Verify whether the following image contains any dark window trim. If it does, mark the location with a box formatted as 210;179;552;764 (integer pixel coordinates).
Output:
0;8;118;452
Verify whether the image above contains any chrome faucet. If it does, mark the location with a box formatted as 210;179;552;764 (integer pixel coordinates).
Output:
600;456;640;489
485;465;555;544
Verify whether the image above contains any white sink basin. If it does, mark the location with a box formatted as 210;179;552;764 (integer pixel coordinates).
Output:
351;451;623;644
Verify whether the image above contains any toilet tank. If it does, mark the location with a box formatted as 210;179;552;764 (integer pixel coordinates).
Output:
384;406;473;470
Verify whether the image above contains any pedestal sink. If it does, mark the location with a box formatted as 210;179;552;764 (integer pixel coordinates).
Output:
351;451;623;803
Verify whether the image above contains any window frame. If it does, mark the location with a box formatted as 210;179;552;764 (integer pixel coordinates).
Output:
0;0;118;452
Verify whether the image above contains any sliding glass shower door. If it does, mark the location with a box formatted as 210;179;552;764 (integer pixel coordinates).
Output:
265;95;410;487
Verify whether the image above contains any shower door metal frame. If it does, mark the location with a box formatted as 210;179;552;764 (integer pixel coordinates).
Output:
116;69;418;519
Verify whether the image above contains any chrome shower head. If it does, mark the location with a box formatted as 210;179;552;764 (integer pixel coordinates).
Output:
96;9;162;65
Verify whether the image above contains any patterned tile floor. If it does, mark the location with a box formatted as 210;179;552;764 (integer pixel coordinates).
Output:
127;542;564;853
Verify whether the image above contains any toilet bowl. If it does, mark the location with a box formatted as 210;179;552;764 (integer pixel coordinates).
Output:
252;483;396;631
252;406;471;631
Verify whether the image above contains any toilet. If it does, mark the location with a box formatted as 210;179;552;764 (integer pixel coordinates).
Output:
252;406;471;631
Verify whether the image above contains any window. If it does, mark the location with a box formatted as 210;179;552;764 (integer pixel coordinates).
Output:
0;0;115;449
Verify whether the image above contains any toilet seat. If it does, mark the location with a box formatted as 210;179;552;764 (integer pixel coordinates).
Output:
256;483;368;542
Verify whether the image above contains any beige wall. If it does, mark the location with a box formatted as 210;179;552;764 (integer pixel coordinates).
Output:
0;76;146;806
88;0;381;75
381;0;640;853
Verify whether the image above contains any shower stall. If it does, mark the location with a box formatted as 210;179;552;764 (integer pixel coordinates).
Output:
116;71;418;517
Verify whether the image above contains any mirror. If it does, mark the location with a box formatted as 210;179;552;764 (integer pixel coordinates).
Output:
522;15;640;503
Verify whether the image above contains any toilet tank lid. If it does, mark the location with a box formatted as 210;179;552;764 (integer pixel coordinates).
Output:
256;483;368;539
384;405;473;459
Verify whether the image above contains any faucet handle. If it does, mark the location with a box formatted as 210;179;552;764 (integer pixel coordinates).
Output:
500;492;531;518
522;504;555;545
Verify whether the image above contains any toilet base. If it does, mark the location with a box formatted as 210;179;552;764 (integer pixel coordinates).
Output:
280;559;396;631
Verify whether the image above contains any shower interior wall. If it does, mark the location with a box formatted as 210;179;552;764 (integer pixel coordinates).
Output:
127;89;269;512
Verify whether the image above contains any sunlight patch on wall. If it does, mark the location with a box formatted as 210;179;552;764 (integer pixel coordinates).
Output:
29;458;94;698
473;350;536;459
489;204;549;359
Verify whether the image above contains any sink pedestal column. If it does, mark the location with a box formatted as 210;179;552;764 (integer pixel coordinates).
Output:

———

> [Written problem]
Please copy out all of the entries above verbatim, line for line.

> [Result of the exercise]
Verify whether the following image contains any dark window trim. If it does, mark the location with a box formatted as 210;179;552;764 (integer pixel coordinates).
Output:
0;8;118;452
Verify whether the image above contains any chrome faucet. If it does, mark the location with a box formatted as 210;179;552;764 (integer pixel coordinates).
Output:
600;456;640;489
485;465;555;544
Verify whether the image above contains any white sink basin. If it does, mark the location with a box formatted as 210;179;552;764 (integer pixel coordinates).
Output:
351;451;623;644
Verify whether the image above contains any toilet tank. If it does, mark the location with a box formatted as 210;179;552;764 (integer pixel coordinates).
Output:
384;406;473;470
Verify whether the image above contains any pedestal sink. If it does, mark the location with a box formatted as 210;179;552;764 (integer pixel coordinates).
Output:
351;451;623;803
Verify whether the image above contains any window frame. If it does, mark the location with a box formatted as 210;179;552;764 (integer pixel coordinates).
Output:
0;0;118;452
Verify whether the image above contains any sliding glass shower door. If it does, mark the location with a box formatted as 210;179;552;764 (integer pixel coordinates).
Output:
265;95;410;487
Verify whether the image above contains any shower door metal frame. If it does, mark the location with a box formatted as 210;179;552;764 (integer pixel coordinates).
Output:
116;69;418;519
Verify whether the image above contains any chrome shower head. If it does, mark the location with a box formatted as 210;179;552;764 (integer pixel coordinates).
Output:
96;9;162;65
Verify whether the image above contains any patterned tile floor. If it does, mark the location with a box formatted as 210;179;552;764 (integer pixel coordinates).
Output:
127;542;564;853
Verify whether the image above contains any toilet bowl. If it does, mark the location with a box formatted as 210;179;552;764 (integer pixel coordinates).
Output:
252;483;396;631
252;406;471;631
Verify whether the image above contains any toilet. If it does, mark the location with a box formatted as 210;179;552;764 (integer pixel coordinates).
Output:
252;406;471;631
Verify whether the image above contains any window. If it does, mark the location with a box formatted as 210;179;552;764 (integer pixel coordinates).
Output:
0;0;115;449
Verify whether the image above contains any toilet seat. If it does, mark the location with a box formatted as 210;179;552;764 (integer pixel coordinates).
Output:
256;483;368;542
Verify whether the image above contains any beige wall. If it does, mark the location with a box formatted as 210;179;552;764 (integer pixel coordinates).
Output:
0;76;146;806
88;0;381;75
381;0;640;853
Verify whether the image above contains any shower stall. If it does, mark the location with a box formatted as 210;179;552;764 (integer pixel coordinates).
Output:
116;71;418;517
Verify whether the image above contains any mirror. If it does, mark the location with a box formatted as 210;179;552;764 (integer pixel coordinates).
Output:
522;15;640;503
Verify whether the image above contains any toilet tank lid. If it does, mark the location with a box formatted as 210;179;552;764 (integer pixel coordinates).
Output:
256;483;368;539
384;405;473;459
Verify whether the image above contains any faucet handle. If it does, mark the location with a box formatted as 210;179;552;764 (integer pixel coordinates).
Output:
500;492;531;518
522;504;555;545
Verify whether the image above contains any toilet base. If it does, mark the location with a box formatted as 210;179;552;764 (integer pixel coordinates).
Output:
280;559;396;631
Verify whether the image above contains any shower interior wall. If it does, mark the location with a box formatted as 210;179;552;764 (integer pixel coordinates).
Output:
127;89;269;512
Verify whether the image above contains any sunlight patch on wall. If it does, mark the location with a box formatted as 210;179;552;764 (integer pixel coordinates).
Output:
29;458;94;698
473;350;536;459
489;204;549;359
Verify whether the image above contains any sink pedestal column. If it does, mark the location with a box formatted as 210;179;552;764 (integer pixel coordinates).
Output:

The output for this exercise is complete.